[PROVIDED PASSAGE — start]
How Virtual Reality Is Revolutionising Healthcare
– Sol Rogers
While much has already been made of the impact virtual reality has had on entertainment and communication, the technical benefits of VR are potentially far more wide ranging and significant. Healthcare is one sector where virtual reality is already making inroads which could have measurable, life-changing consequences for both patients and medical staff alike.
Virtual Reality Surgical Training
The global augmented reality & virtual reality in healthcare market is expected to reach USD 5.1 billion by 2025 according to A report by Grand View Research, Inc. Universities such as Imperial College London have opened up their own centres to study its potential application further. While Imperial has begun looking into the use of virtual reality for patients, guiding them through the procedures they will be receiving in order to reduce stress levels and “demystify” potentially scary operations.
At its most basic level, this technology is now assisting trainee surgeons in learning their skills via a realistic, virtual reality game of Operation. Through the use of VR headsets and haptic gloves, key details of surgical practice such as bone resistance, as well as a virtual x-ray of the patient, are integrated into the programming. In 2016, 13,000 medical students and staff were able to watch the world’s first live-streamed VR surgery take place in London, which could lead to a whole new form of teaching for junior doctors. Away from the physical side of surgery, one company, MPathicVR, is also using virtual reality to assist medical students with breaking difficult news to patients.
VR In Pain Management And Recovery
The immersive nature of virtual reality has also found positive uses for patients recovering from surgery and illness. While this is still firmly in the research phase, virtual reality programming – in one example, a seemingly never-ending game in which the player throws balls at objects around them – has lead to a direct improvement in pain management. Considering the current state of the American opioid crisis, a rapid, wide-scale rollout of schemes like this would be of significant benefit to the healthcare system at large.
VR has also provided therapeutic benefits for patients with non-functioning limbs caused by strokes or amputations, for example. A Swiss company has pioneered a VR platform which uses the functioning limb to control a virtual representation of the missing one, which commentators have claimed “can kickstart the recovery of the non-functional limb’s capabilities.”
Likewise, VR has also proved itself vital in the treatment of phantom limb pain; Science Daily recently reported that this pain “can be relieved if the brain is tricked into thinking that the amputated limb is still attached.” Through a therapeutic VR games program, a residual limb (as it is known) is given electrical stimulation, which makes the user feel as if the missing limb is present and useable, reducing the “sensory conflict” brought on by feeling the presence of an amputated limb.
[PROVIDED PASSAGE — finish]
• _DIRECTIONS_: Rewrite the article on virtual reality in healthcare starting at "At its most" and ending at "news to patients.", with "haptic gloves" replaced by "motion controllers".
[AVAILABLE DATA — start]
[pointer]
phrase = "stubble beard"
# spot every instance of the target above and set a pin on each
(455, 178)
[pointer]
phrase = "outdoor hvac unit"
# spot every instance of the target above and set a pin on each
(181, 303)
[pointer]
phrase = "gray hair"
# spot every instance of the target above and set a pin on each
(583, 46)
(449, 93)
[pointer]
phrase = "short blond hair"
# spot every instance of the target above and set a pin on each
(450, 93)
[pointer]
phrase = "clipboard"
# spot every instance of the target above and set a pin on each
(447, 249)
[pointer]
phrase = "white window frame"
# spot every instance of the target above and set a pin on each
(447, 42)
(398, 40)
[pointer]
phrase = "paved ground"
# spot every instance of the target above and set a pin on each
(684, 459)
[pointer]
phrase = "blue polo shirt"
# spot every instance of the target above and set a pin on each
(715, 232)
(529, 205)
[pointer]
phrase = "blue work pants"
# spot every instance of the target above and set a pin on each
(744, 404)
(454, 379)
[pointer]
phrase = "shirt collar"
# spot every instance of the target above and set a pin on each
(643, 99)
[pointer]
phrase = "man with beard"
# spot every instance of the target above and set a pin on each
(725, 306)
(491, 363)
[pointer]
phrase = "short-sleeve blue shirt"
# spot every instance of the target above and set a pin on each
[AVAILABLE DATA — finish]
• _SOLUTION TO THE PROBLEM_:
At its most basic level, this technology is now assisting trainee surgeons in learning their skills via a realistic, virtual reality game of Operation. Through the use of VR headsets and motion controllers, key details of surgical practice such as bone resistance, as well as a virtual x-ray of the patient, are integrated into the programming. In 2016, 13,000 medical students and staff were able to watch the world’s first live-streamed VR surgery take place in London, which could lead to a whole new form of teaching for junior doctors. Away from the physical side of surgery, one company, MPathicVR, is also using virtual reality to assist medical students with breaking difficult news to patients.